Apply what you read:
[1] State whether each statement below agrees with the passage on pain, answering yes or no and quoting the deciding words of the passage.
(a) The International Association for the Study of Pain links pain to actual or potential tissue damage.
(b) In 2006, Luna proposed that pain be treated as a sixth vital sign.
(c) Pathological pain assumes protective and adaptive functions.
[2] According to the passage on pain, which theory explains how mechanisms located in the spinal cord regulate the reaction to harmful stimuli?
[3] Update the passage on pain from "This reaction to" up to and including "2006; Sneddon, 2017).", replacing "vital sign" with "vital parameter".

Document segment:
|---|
It is undeniable that, throughout life, we all experience some pain. Characterized as a sensory or emotional experience, pain is a distressing and subjective feeling that occurs in different intensities and may result from the stimulation of a nerve due to injury, illness, or emotional disturbance (Riva et al., 2011; Tait et al., 2009). More specifically, the International Association for the Study of Pain determines that this unpleasant experience is “associated with, or resembling that associated with, actual or potential tissue damage”. It is a personal experience influenced by several unique and individual factors, which can translate into negative consequences, not only at the physical level, compromising the individual's functionality, but also the social and mental well-being (Merskey, 1994).

This reaction to harmful stimuli is regulated by non-nociceptive blocked mechanisms located in the spinal cord, as explained by the “gate control theory”, allowing the increase or attenuation of perceived pain. It may also be due to distracting stimuli, which helps a harmful reduction of nociceptive neuronal signaling, attenuating perceived pain (Melzack & Wall, 1965; Triberti et al., 2014). In 2006, Luna considered that, as well as cardiorespiratory and thermal functions, pain should be considered a fifth vital sign, which informs the person about the danger to their physical integrity. That is why it is so important to know how to distinguish physiological from pathological pain. While the first assumes protective and adaptive functions, namely inflammatory and nociceptive pain, the second does not (Luna, 2006; Sneddon, 2017).
|---|
Data below:

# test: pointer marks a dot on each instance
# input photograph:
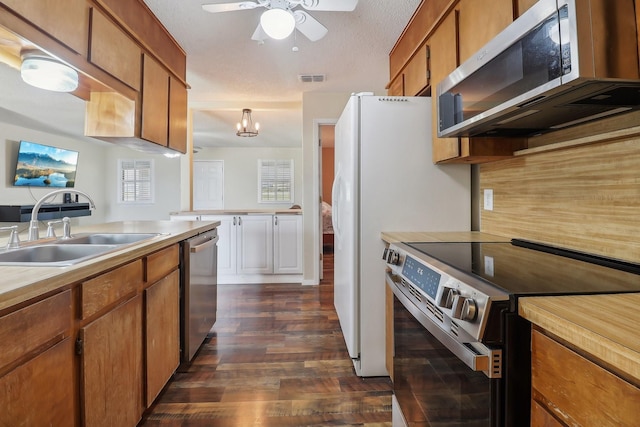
|---|
Results for each task:
[1]
(a) Yes: "associated with, or resembling that associated with, actual or potential tissue damage"
(b) No: "pain should be considered a fifth vital sign"
(c) No: "While the first assumes protective and adaptive functions, namely inflammatory and nociceptive pain, the second does not"

[2] The "gate control theory."

[3]
This reaction to harmful stimuli is regulated by non-nociceptive blocked mechanisms located in the spinal cord, as explained by the “gate control theory”, allowing the increase or attenuation of perceived pain. It may also be due to distracting stimuli, which helps a harmful reduction of nociceptive neuronal signaling, attenuating perceived pain (Melzack & Wall, 1965; Triberti et al., 2014). In 2006, Luna considered that, as well as cardiorespiratory and thermal functions, pain should be considered a fifth vital parameter, which informs the person about the danger to their physical integrity. That is why it is so important to know how to distinguish physiological from pathological pain. While the first assumes protective and adaptive functions, namely inflammatory and nociceptive pain, the second does not (Luna, 2006; Sneddon, 2017).